DATASET EXTRACT:
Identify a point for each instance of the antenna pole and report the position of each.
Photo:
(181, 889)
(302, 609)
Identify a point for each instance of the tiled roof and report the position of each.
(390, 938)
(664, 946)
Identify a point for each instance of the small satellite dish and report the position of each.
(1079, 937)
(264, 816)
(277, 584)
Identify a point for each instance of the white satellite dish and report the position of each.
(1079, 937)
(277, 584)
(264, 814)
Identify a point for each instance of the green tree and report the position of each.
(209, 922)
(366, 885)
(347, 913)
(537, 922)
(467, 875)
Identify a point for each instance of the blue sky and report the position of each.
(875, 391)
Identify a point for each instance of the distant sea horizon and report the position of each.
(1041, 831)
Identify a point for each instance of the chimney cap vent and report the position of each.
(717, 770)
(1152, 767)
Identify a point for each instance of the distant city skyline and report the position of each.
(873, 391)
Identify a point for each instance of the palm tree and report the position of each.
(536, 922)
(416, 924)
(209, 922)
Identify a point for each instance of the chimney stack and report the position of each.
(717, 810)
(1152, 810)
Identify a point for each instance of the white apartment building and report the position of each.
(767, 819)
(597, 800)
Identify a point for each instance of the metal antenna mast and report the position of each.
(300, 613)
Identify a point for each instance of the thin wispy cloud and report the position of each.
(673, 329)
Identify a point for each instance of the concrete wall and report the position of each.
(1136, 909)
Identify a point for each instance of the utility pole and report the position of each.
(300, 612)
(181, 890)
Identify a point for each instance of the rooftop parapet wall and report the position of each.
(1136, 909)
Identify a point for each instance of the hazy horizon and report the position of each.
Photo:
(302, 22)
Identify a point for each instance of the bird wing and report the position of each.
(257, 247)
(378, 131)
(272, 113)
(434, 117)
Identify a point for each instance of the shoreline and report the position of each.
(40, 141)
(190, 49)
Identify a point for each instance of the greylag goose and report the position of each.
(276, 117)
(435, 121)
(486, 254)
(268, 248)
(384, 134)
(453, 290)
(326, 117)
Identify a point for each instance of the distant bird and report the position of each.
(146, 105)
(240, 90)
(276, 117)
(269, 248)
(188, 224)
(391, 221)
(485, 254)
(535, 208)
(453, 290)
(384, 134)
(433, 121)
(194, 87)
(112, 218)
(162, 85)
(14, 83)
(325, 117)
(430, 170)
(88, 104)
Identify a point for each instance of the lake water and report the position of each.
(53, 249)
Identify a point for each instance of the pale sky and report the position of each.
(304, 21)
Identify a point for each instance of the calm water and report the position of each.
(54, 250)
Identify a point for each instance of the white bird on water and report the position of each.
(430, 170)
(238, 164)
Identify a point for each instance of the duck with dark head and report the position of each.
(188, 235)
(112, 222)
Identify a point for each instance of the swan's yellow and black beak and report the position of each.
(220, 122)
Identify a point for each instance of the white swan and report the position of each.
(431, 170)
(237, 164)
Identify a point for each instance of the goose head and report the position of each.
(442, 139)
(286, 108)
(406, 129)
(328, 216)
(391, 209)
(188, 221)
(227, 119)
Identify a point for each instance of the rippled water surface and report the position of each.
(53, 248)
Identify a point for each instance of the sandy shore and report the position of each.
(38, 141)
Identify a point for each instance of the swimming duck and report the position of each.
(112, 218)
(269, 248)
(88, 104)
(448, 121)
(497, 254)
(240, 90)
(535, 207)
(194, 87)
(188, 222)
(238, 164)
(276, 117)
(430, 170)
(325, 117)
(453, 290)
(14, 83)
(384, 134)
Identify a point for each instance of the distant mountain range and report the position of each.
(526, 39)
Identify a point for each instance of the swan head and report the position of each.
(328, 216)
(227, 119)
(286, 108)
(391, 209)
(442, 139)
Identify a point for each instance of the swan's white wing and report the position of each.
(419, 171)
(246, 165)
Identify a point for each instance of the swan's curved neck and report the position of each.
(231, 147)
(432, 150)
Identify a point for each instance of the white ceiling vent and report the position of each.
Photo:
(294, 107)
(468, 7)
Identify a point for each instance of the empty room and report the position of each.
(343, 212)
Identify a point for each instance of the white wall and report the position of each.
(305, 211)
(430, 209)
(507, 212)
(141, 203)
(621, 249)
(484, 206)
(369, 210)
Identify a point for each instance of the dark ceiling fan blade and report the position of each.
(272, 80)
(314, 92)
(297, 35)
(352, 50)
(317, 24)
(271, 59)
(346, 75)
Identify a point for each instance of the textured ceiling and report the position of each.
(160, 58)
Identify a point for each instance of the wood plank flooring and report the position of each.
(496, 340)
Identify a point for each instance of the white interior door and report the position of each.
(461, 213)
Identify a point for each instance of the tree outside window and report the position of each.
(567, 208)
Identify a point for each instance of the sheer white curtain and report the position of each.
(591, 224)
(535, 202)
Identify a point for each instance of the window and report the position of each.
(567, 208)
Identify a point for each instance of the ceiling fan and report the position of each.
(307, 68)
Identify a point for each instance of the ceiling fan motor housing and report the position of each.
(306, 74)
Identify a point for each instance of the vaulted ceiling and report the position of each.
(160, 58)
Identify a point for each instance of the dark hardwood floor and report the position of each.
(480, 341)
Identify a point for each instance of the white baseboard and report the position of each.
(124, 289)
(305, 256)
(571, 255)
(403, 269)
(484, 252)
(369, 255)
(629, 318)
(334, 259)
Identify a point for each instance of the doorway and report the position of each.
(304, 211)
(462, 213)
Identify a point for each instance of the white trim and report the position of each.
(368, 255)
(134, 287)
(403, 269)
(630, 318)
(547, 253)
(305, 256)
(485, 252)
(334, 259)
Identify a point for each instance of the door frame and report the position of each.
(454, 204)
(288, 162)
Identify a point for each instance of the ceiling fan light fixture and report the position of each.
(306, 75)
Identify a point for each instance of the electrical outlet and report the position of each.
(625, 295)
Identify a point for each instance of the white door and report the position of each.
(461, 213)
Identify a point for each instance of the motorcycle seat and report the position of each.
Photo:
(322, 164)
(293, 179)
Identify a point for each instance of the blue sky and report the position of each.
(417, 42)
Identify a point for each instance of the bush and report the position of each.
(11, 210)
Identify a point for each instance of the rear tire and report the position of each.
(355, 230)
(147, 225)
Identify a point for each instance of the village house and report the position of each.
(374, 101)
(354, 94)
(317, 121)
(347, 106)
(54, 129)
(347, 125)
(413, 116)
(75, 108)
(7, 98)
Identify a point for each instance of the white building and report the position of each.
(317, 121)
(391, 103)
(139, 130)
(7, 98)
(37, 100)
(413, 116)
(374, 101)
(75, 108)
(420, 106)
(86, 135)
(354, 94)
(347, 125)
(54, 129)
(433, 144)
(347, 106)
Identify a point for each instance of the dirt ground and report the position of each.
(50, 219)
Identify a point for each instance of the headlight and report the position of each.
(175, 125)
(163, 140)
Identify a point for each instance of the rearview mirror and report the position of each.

THE TASK: Copy out the lines from the line containing "Identify a point for each instance of the white building" to the end of the listing above, without alteration.

TASK ANSWER:
Identify a point for each instance of the white building and report the position of each.
(317, 121)
(391, 103)
(139, 130)
(7, 98)
(37, 100)
(413, 116)
(374, 101)
(75, 108)
(420, 106)
(86, 135)
(354, 94)
(347, 125)
(54, 129)
(433, 144)
(347, 106)
Identify a point for each instance of the dirt ground and report the position of each.
(50, 219)
Identify a point for each instance of the headlight and report the position of each.
(175, 125)
(163, 140)
Identify a point for each instance of the rearview mirror and report the position of each.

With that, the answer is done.